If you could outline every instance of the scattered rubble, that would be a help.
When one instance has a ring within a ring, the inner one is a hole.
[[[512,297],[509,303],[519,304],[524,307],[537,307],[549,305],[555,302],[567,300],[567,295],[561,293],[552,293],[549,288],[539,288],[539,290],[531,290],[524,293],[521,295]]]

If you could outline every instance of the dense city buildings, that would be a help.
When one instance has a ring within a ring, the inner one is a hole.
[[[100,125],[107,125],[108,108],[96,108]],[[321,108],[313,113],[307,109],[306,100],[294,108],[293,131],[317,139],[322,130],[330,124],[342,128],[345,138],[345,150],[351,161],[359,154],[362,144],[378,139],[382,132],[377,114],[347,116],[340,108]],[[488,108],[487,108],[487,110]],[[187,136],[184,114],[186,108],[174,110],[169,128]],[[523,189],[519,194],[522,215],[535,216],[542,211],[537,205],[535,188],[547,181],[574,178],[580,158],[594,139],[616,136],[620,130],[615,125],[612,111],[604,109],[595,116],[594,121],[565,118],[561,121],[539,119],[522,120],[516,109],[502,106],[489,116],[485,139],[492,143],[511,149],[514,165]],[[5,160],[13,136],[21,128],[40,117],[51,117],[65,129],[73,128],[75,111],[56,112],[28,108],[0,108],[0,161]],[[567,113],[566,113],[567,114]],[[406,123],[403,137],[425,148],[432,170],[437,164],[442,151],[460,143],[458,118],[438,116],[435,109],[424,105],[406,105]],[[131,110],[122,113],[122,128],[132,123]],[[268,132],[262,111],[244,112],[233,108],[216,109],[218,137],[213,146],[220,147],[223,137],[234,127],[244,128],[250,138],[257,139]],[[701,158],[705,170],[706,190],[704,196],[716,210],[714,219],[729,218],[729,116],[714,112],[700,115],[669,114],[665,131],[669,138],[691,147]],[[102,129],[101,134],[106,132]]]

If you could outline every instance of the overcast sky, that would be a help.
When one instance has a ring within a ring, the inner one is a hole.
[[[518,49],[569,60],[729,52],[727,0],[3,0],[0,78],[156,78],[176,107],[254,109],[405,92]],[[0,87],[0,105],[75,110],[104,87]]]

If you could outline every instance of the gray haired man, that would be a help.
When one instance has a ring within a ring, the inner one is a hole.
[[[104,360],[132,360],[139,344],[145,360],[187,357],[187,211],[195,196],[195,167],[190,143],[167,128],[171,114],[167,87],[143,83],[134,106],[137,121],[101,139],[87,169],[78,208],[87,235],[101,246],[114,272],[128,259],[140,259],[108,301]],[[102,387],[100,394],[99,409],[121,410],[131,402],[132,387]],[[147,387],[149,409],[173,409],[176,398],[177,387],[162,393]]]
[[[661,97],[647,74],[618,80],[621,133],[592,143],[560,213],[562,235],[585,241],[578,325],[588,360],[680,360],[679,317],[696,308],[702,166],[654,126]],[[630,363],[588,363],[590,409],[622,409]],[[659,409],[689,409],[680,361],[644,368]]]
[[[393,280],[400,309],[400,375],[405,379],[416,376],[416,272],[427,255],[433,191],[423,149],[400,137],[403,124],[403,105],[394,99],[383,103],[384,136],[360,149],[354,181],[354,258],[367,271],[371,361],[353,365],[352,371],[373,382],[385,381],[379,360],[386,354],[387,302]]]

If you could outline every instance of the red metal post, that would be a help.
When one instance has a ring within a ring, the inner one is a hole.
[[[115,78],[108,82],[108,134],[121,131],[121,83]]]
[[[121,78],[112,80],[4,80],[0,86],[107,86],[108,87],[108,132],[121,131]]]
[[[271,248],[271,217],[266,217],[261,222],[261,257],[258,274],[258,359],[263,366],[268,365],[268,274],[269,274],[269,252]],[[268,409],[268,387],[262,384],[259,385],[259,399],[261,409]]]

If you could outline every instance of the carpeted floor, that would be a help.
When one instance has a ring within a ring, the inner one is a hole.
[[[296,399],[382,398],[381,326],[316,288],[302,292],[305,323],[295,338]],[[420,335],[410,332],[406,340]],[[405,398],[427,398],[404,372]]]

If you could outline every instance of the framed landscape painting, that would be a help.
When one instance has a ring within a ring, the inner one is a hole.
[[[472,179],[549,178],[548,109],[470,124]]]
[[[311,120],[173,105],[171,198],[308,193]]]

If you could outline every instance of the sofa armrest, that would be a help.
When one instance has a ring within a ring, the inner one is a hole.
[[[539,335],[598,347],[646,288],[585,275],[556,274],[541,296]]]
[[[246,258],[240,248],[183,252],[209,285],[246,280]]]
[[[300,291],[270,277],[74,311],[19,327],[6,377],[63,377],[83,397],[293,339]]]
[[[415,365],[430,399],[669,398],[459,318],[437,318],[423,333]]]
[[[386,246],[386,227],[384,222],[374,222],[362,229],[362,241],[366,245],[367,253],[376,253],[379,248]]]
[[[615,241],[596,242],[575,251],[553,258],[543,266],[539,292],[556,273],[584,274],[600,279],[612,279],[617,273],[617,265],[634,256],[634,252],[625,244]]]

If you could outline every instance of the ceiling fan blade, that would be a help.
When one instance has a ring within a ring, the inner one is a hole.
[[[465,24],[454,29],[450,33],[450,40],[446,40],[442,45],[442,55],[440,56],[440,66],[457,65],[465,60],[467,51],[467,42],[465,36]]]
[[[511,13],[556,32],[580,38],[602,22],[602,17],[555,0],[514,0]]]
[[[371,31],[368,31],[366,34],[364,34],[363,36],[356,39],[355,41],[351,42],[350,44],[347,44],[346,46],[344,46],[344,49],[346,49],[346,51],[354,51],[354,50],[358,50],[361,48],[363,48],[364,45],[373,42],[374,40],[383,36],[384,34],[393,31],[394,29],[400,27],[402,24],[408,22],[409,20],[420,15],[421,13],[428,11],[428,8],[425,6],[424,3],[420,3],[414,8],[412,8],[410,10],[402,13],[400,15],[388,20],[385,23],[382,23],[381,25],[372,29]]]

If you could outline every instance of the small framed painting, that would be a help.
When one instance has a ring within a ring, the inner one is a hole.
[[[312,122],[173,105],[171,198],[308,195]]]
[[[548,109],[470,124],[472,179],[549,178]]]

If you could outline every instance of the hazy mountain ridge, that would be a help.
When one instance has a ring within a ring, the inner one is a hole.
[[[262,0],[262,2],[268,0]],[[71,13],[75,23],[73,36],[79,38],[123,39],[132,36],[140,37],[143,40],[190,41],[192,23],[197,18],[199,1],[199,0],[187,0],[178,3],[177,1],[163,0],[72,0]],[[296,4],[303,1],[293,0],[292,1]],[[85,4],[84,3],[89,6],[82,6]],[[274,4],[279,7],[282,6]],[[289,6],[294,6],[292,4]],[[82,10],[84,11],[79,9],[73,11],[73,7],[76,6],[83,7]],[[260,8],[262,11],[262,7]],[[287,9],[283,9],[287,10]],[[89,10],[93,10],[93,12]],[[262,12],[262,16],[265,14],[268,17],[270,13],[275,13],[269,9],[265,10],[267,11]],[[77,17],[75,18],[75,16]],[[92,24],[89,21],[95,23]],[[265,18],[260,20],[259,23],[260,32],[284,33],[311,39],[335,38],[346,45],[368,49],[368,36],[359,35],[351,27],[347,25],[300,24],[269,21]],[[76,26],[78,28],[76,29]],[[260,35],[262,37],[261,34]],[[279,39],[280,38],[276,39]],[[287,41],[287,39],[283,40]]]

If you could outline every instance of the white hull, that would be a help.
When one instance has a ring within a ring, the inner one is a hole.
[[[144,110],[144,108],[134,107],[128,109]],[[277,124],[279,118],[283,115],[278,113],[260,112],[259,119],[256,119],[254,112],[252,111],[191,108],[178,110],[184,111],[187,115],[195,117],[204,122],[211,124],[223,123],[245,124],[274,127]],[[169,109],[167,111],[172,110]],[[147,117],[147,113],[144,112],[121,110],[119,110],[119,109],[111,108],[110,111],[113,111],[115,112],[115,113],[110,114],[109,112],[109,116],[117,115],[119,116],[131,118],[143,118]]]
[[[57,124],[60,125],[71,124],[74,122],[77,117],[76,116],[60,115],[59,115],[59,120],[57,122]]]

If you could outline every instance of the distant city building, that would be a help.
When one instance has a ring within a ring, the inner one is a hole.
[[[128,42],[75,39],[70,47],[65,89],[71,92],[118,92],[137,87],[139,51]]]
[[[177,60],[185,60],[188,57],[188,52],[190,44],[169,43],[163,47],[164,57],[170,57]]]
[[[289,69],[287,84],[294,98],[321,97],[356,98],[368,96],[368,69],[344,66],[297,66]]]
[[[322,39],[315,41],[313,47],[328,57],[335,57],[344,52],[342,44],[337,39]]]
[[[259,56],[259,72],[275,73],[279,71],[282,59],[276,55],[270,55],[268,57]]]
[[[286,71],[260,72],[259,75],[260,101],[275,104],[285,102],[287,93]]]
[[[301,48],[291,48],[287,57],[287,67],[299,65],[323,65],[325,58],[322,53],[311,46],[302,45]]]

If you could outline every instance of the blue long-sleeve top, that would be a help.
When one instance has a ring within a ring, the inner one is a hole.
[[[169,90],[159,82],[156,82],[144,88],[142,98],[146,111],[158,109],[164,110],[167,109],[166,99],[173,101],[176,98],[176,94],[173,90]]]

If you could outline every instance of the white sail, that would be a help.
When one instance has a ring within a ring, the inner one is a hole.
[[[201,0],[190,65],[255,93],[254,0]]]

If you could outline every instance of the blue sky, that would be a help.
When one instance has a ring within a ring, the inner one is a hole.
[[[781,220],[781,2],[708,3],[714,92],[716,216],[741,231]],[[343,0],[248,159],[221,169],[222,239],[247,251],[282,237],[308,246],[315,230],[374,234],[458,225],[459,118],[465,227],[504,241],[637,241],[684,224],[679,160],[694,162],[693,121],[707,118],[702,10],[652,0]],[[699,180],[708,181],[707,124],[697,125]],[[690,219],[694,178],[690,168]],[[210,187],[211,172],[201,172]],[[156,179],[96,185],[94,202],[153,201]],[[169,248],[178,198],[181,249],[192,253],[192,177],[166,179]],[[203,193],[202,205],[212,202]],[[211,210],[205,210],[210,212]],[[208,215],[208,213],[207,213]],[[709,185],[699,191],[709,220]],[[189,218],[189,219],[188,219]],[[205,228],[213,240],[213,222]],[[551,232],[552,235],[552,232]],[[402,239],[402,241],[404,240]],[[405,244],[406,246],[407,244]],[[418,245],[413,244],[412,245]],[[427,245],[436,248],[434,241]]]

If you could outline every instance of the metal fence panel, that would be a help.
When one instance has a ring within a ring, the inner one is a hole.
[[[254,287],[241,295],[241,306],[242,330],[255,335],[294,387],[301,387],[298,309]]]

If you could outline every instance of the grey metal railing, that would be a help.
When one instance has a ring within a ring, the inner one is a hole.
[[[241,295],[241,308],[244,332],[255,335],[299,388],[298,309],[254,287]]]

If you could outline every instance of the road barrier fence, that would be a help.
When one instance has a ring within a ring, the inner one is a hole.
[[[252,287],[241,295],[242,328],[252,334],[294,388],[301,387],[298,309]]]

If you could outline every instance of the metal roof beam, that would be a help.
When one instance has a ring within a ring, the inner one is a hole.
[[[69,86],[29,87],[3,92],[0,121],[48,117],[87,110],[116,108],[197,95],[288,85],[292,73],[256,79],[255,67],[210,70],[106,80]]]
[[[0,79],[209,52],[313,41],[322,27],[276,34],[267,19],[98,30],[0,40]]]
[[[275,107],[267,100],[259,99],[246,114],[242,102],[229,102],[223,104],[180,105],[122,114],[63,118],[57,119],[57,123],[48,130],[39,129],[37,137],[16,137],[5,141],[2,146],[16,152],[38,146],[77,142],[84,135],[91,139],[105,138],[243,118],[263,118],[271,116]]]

- - - - -

* The exercise
Render everything from the line containing "If you could outline every instance of the blue long-sleeve" down to the line containing "[[[201,0],[190,65],[255,93],[254,0]]]", both included, as a numbered list and omit any blank lines.

* Answer to this problem
1. If you could outline every instance of the blue long-sleeve top, that would be a help.
2. When one instance has a ring within a ring, the inner one is a hole.
3. [[[169,90],[159,82],[156,82],[144,88],[142,98],[146,111],[158,109],[164,110],[167,109],[166,99],[173,101],[176,98],[176,94],[173,90]]]
4. If you could outline every instance of the white sail, that would be a help.
5. When one instance has a ring within a ring, the inner one is a hole.
6. [[[201,0],[190,65],[255,93],[254,0]]]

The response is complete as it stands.